___ Record excerpts

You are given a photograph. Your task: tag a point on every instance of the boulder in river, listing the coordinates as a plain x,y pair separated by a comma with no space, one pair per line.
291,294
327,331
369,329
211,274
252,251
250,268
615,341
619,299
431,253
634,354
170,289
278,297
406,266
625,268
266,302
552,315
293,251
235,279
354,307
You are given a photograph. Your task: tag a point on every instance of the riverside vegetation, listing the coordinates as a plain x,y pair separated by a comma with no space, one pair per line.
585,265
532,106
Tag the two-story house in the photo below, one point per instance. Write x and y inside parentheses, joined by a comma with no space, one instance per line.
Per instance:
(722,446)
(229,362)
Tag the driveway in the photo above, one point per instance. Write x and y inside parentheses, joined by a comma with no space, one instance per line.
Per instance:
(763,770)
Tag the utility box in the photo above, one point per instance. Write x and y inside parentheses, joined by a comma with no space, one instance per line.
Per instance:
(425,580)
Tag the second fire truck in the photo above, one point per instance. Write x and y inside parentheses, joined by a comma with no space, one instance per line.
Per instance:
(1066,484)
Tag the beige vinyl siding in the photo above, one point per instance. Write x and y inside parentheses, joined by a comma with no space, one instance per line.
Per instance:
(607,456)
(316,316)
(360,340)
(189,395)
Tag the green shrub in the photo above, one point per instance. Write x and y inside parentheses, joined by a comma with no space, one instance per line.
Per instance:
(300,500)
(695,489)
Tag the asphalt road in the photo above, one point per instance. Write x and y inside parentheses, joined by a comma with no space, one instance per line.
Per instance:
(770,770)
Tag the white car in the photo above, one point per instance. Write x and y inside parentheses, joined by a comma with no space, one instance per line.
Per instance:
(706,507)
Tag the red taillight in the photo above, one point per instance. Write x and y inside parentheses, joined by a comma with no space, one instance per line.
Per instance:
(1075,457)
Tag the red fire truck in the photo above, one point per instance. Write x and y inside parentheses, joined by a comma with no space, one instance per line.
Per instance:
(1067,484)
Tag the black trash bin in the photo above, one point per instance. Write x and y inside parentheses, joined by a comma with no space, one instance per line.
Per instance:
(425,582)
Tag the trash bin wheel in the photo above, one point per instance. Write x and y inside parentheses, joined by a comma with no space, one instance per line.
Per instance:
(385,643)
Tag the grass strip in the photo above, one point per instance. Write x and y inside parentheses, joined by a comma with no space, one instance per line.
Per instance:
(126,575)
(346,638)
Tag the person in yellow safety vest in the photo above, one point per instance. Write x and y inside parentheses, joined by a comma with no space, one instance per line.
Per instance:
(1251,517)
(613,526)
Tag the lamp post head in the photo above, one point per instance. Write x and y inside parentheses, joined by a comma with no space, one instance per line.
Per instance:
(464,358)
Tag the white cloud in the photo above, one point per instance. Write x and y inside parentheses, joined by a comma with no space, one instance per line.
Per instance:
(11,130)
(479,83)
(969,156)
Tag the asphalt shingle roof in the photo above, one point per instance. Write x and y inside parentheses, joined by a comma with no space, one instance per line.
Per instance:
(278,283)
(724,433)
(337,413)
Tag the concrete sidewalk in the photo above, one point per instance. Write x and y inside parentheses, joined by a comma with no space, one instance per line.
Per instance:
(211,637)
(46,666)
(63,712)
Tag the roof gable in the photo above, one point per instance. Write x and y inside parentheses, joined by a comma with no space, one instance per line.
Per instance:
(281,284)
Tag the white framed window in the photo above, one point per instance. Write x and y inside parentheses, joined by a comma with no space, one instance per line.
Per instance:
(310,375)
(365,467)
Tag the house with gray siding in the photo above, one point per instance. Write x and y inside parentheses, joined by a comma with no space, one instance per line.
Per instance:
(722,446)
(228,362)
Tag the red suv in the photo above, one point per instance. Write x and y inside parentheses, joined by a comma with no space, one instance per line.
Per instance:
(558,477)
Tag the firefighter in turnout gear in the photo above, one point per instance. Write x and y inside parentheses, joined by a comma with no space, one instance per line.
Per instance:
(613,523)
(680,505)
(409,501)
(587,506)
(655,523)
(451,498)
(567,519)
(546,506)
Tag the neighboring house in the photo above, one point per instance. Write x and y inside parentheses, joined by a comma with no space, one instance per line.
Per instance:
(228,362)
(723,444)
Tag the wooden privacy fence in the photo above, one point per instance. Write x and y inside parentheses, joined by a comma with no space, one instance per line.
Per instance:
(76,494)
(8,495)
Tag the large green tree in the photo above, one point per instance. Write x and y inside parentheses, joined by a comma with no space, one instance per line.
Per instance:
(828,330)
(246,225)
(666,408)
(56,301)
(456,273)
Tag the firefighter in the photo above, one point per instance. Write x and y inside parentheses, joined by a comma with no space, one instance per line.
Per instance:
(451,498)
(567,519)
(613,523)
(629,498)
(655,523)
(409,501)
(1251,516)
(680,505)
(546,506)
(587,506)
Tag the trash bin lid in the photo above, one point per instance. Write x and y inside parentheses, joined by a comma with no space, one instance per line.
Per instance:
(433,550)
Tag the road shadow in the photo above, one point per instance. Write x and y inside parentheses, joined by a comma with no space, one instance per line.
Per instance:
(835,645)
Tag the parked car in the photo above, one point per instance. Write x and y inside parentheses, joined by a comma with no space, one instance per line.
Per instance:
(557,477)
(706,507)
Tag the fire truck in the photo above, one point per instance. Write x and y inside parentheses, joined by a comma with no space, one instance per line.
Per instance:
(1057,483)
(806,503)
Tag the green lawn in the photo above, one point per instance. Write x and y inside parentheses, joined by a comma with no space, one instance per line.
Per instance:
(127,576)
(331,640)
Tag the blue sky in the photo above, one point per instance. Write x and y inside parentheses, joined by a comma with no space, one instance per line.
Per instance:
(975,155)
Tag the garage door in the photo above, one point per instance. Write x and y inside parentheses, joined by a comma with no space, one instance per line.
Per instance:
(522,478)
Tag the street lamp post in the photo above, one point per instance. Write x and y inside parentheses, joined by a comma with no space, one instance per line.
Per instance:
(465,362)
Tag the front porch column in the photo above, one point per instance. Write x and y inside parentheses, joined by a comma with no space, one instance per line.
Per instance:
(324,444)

______

Please update the part of the records that opens with the line containing "Tag the street" and closes at the end of the records, changing "one point per instance" to "a single point for each instance" and keeping everything else unchanged.

Tag the street lamp post in the photo above, a single point for each instance. Write x and y inside parentheses, joined by a comma with no space, one instance per line.
Per instance:
(465,362)
Tag the front porch column in the photo above, a single point for each instance. Write x and y inside parentheses, joined by a comma with no space, one instance per line.
Per instance:
(324,444)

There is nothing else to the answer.